What the task asks →
Print the data from the start through the line containing "column 408, row 200", inclusive, reproducing each line verbatim.
[Start of Records to use]
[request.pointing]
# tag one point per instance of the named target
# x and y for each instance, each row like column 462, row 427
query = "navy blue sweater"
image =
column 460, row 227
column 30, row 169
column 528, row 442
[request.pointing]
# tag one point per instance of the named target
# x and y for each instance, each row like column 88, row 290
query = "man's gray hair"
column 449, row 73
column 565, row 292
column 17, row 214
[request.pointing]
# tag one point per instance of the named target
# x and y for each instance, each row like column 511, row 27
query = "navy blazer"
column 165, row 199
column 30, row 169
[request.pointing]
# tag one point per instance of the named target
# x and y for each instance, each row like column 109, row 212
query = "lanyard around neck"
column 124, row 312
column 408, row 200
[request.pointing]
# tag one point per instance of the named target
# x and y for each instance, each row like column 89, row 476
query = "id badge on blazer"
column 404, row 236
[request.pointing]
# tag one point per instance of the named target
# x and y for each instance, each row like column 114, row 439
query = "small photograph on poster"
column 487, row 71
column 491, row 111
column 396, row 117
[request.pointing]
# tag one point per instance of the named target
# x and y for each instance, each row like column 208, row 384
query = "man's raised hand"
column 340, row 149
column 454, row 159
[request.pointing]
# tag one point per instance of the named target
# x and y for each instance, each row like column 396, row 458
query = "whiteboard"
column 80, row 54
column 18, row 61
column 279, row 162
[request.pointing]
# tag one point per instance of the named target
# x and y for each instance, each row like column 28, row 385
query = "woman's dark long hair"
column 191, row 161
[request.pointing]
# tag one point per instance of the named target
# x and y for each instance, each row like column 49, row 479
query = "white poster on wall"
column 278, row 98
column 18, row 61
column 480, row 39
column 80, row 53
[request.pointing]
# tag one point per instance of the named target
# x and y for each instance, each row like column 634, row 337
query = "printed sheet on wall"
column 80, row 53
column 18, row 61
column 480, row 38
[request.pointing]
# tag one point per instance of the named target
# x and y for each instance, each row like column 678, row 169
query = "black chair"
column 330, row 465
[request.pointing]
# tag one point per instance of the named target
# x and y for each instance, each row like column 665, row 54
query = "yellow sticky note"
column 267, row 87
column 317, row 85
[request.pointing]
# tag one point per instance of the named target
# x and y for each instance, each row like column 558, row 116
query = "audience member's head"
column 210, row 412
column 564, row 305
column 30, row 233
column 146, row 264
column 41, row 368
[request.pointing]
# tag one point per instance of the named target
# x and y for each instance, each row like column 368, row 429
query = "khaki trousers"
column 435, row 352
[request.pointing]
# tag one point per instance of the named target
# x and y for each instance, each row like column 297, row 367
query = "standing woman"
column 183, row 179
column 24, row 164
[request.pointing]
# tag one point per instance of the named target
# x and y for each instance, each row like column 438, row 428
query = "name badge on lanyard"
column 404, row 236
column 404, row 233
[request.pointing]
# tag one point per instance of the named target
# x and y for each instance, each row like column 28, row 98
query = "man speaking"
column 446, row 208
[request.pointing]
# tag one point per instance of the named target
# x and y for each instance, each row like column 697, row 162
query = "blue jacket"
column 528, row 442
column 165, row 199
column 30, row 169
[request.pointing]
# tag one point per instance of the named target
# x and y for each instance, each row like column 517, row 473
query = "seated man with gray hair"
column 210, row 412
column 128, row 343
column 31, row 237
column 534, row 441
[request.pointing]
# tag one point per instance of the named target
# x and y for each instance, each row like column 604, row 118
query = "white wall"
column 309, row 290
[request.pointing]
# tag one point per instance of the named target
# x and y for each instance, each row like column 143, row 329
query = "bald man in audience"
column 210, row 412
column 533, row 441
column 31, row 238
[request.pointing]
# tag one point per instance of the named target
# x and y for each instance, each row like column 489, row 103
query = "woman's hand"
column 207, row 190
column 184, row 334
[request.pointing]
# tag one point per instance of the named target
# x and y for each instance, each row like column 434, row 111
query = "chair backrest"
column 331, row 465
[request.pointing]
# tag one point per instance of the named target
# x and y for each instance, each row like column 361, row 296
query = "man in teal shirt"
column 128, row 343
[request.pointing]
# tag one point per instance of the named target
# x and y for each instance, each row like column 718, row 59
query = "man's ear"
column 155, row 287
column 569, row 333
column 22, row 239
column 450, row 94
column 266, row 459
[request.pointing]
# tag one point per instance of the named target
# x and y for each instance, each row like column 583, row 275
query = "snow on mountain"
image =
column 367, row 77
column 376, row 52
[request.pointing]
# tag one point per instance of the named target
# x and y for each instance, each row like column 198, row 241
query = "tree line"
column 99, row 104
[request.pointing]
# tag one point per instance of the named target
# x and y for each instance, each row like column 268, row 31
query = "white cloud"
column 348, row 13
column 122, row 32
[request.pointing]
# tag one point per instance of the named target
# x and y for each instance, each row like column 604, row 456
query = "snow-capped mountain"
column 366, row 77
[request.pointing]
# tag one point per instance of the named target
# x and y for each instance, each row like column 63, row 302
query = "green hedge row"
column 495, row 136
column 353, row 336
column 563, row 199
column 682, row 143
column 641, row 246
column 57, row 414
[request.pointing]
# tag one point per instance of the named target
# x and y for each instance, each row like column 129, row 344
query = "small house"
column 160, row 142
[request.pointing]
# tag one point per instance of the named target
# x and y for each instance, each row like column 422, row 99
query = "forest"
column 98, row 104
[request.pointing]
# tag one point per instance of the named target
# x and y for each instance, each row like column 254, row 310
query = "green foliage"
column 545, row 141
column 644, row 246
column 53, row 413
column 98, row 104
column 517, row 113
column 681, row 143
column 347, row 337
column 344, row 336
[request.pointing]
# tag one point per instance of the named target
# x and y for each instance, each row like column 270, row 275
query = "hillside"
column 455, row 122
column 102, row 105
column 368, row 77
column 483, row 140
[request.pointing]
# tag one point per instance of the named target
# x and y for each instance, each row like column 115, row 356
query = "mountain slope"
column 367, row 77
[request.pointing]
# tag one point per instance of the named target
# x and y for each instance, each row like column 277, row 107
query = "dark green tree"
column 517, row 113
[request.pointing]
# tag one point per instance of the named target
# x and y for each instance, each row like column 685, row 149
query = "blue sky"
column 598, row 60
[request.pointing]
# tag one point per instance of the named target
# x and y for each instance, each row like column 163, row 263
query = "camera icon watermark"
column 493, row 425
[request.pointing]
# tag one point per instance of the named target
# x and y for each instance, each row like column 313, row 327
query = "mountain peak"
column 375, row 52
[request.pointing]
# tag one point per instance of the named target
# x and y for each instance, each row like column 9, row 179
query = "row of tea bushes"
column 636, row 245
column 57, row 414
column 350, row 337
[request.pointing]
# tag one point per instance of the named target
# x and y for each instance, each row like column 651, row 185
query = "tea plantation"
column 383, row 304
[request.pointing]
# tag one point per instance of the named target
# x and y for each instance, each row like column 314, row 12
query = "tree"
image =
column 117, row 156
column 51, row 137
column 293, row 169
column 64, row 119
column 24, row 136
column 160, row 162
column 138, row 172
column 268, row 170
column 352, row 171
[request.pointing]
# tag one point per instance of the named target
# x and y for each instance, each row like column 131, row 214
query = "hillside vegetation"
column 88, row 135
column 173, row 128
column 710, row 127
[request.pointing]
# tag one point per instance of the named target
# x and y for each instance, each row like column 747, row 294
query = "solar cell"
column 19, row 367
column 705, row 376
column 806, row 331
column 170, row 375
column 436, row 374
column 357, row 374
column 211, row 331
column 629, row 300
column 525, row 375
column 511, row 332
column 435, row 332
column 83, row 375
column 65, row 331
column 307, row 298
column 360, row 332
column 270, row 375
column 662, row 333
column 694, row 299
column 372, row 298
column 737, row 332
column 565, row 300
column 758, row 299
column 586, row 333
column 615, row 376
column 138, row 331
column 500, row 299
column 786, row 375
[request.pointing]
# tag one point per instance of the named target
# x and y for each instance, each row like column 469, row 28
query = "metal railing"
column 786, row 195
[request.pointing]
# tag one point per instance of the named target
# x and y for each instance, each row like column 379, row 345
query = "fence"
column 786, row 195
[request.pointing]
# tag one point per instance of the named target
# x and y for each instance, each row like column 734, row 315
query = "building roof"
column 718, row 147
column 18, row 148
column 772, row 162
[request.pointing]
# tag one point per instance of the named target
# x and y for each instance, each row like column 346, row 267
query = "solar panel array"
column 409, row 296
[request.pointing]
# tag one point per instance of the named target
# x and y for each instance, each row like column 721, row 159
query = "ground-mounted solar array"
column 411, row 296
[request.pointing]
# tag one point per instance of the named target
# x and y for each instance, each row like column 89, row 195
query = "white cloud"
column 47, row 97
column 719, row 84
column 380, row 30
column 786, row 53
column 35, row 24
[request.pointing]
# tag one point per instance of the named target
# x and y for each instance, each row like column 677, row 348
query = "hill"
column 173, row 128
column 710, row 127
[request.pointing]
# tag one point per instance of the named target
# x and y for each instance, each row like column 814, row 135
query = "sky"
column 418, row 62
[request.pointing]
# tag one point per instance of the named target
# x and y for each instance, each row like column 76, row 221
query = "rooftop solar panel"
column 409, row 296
[End of Records to use]
Written answer →
[request.pointing]
# tag one point per instance of the named target
# x and y for each instance, each row like column 462, row 427
query = "navy blue sweater"
image =
column 460, row 227
column 30, row 169
column 528, row 442
[request.pointing]
# tag one point per instance of the named target
# x and y for each instance, each row like column 88, row 290
query = "man's gray hair"
column 449, row 73
column 565, row 292
column 17, row 214
[request.pointing]
# tag one point per instance of the named target
# x and y for each instance, each row like column 511, row 27
query = "navy blazer"
column 165, row 199
column 30, row 169
[request.pointing]
# tag one point per instance of the named target
# x and y for each instance, each row like column 109, row 212
query = "lanyard around neck"
column 124, row 312
column 408, row 200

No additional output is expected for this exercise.